TASK TO CARRY OUT: Rewrite every entry below, changing "one point per instance" to "a single point for each instance" wherever it appears and leaving everything else as it is.

SOURCE RECORDS:
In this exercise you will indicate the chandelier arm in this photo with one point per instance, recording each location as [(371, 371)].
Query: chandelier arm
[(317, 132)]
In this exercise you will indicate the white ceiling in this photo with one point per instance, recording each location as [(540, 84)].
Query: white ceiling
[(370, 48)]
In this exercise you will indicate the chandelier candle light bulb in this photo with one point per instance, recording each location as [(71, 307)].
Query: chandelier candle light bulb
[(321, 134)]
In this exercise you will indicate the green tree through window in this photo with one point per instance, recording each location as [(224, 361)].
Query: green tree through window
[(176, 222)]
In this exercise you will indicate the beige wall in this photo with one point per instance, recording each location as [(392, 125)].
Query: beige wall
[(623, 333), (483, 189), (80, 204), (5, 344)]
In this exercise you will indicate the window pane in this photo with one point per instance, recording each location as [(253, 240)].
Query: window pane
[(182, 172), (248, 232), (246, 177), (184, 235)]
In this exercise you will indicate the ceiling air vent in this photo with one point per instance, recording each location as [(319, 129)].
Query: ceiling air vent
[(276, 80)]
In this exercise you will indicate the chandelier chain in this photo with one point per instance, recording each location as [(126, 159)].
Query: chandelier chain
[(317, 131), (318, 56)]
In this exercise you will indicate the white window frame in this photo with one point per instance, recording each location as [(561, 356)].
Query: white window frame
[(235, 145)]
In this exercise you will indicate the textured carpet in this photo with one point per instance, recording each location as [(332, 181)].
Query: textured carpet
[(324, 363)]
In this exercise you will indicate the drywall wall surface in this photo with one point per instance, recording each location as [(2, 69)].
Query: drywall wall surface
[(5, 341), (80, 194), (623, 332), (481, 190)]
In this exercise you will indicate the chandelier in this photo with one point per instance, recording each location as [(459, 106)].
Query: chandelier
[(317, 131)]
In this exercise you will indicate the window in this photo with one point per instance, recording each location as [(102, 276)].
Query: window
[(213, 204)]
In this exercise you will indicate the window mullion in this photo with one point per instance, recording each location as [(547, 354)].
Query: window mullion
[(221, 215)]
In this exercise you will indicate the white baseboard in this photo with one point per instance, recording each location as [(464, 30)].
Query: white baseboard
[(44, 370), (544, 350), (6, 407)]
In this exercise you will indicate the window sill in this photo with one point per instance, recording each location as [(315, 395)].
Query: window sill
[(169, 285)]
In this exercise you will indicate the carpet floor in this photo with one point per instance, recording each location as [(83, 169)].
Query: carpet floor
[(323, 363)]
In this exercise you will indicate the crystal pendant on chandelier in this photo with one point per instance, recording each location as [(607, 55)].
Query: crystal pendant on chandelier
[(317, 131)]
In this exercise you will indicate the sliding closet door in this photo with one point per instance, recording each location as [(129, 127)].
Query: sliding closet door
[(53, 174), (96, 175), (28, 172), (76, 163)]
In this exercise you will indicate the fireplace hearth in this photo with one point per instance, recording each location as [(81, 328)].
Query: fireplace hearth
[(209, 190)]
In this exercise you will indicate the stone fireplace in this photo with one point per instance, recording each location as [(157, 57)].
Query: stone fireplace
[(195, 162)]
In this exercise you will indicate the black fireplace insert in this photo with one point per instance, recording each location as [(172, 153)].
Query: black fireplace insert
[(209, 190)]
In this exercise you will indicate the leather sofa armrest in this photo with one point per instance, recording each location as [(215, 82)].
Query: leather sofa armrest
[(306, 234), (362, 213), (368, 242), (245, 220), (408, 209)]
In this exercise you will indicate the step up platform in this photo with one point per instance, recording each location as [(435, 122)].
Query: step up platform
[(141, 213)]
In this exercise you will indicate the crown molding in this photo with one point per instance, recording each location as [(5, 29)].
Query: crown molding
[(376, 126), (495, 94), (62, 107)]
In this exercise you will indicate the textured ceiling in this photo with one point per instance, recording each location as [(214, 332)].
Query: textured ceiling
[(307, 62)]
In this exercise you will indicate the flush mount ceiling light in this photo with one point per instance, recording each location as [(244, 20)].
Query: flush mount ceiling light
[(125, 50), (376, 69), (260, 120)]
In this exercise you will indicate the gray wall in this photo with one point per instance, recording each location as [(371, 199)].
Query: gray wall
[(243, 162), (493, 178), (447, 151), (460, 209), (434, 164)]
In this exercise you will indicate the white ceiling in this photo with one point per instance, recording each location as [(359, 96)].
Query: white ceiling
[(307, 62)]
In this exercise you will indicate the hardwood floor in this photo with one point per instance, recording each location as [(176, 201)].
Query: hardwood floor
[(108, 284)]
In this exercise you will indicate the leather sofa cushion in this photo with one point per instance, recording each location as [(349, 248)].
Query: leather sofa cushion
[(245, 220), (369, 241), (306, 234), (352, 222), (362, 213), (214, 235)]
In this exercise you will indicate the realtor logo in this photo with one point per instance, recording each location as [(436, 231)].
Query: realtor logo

SOLUTION FOR THIS EXERCISE:
In this exercise you will indicate the chandelier arm in this photo with a single point for each instance, recording each location as [(371, 371)].
Query: chandelier arm
[(317, 132)]
In this exercise you will indicate the white ceiling in this photo with a single point for each instance, recording each location as [(540, 84)].
Query: white ceiling
[(370, 48)]
In this exercise you will indicate the chandelier candle light bulb in this photo with a single point for each instance, recording each location as [(71, 307)].
Query: chandelier candle light bulb
[(321, 134)]
In this exercise you will indicate the green tree through window in this photo with a single point for each instance, recording each location as [(224, 361)].
Query: green tree through window
[(176, 222)]
In this exercise you will indicate the beige wall in this photo with a single point for each instance, recording each location as [(392, 125)].
Query: beige wall
[(623, 333), (483, 189), (80, 204), (5, 344)]
In this exercise you will indicate the window pane in this photo with a single point for each instance, recording each location as [(253, 240)].
Query: window pane
[(182, 172), (248, 232), (246, 177), (184, 235)]
In this exercise you will indicate the ceiling air vent in this photo with a single point for each instance, recording each location as [(319, 129)].
Query: ceiling air vent
[(276, 80)]
In this exercise you will indicate the chandelier chain in this photo with a single point for each instance, recording each location as [(126, 159)].
Query: chandelier chain
[(317, 131), (318, 56)]
In this exercise you will indicate the white window frame in this photo with a single point for each instance, recording each location as [(561, 356)].
Query: white window frame
[(235, 145)]
In this exercise you will indicate the textured carpet in this photo with a single point for each instance, recording each location as [(332, 181)].
Query: textured carpet
[(324, 363)]
In this exercise you will indicate the drywall wall surface in this photo with a single point for each instance, recording each location as [(2, 69)].
Query: drywall wall surface
[(5, 341), (80, 194), (623, 332), (481, 190)]
In this exercise you will indicate the chandelier in this photo with a single point for each instance, recording each location as [(459, 106)].
Query: chandelier
[(317, 131)]
In this exercise you will indicate the window in this photo with a single point for each instance, recording each location as [(102, 276)].
Query: window
[(213, 204)]
In this exercise you will indicate the window mullion in this photo with a single point for each instance, recording each location as [(547, 354)].
Query: window mullion
[(221, 215)]
In this exercise you will indicate the white baseboard in this photo with a single point for each instance, recording each location as [(464, 30)].
Query: white baseboard
[(44, 370), (544, 350), (6, 407)]
In this exercise you will indicate the window sill in this photo with a single point for each instance, recording each location as [(315, 395)].
Query: window sill
[(169, 285)]
In this exercise you will indicate the carpet floor in this photo with a single point for each instance, recording each location as [(83, 169)].
Query: carpet floor
[(323, 363)]
In this exercise you will indicate the crystal pendant on chandelier in this photo with a single point for each instance, recording each location as [(607, 55)].
Query: crystal pendant on chandelier
[(317, 131)]
In this exercise you will indicate the sliding closet door in this photo with a single point for each instance, recording each location as [(129, 127)].
Query: sliding closet door
[(53, 174), (96, 175), (28, 172), (76, 163)]
In this exercise you will indicate the fireplace hearth in this photo with a single point for each instance, recording each location as [(81, 328)].
Query: fireplace hearth
[(209, 190)]
In this exercise you will indicate the stone fireplace in this photo with a single point for each instance, recording each location as [(157, 57)].
Query: stone fireplace
[(195, 162)]
In this exercise you will indicate the black fireplace insert in this photo with a single point for each instance, recording each location as [(172, 153)].
Query: black fireplace insert
[(209, 190)]
In this exercise you will indicate the leather sofa armrest in this photo with a single point for each instance, recording each location as [(215, 82)].
Query: leather sofa armrest
[(306, 234), (362, 213), (368, 242), (245, 220), (408, 209)]
In this exercise you will indicate the step up platform in this photo with a single point for each instance, recording each location as [(435, 122)].
Query: step up platform
[(141, 213)]
In this exercise you will indicate the crown molding in this photo with a single point for each instance, recording each location as [(5, 29)].
Query: crown molding
[(376, 126), (495, 94), (62, 107)]
In this exercise you will indicate the textured ceiling in this photo with a single point for each instance, recording each location as [(214, 332)].
Query: textured ceiling
[(307, 62)]
In this exercise you will indicate the flush mount ceiling light in this photo with a single point for each instance, recording each location as [(244, 20)].
Query: flush mount ceiling light
[(125, 50), (376, 69), (260, 120)]
In this exercise you will indicate the gray wall in this photo with a single point for each instance, recording each location as [(371, 199)].
Query: gray wall
[(243, 162), (493, 178), (447, 151), (460, 209), (434, 164)]
In this exercise you will indicate the white ceiling in this photo with a single point for each instance, recording each location as [(359, 96)].
Query: white ceiling
[(307, 62)]
In this exercise you will indicate the hardwood floor in this photo with a single point for each instance, recording each location as [(176, 201)].
Query: hardwood floor
[(108, 284)]
In this exercise you will indicate the leather sofa cushion in this photo with a single point for each instance, recording each location as [(349, 248)].
Query: leather sofa cushion
[(245, 220), (369, 241), (306, 234), (352, 222), (362, 213), (214, 235)]
In this exercise you will indicate the realtor logo in this photo with a single point for each instance, recording each location as [(436, 231)].
Query: realtor logo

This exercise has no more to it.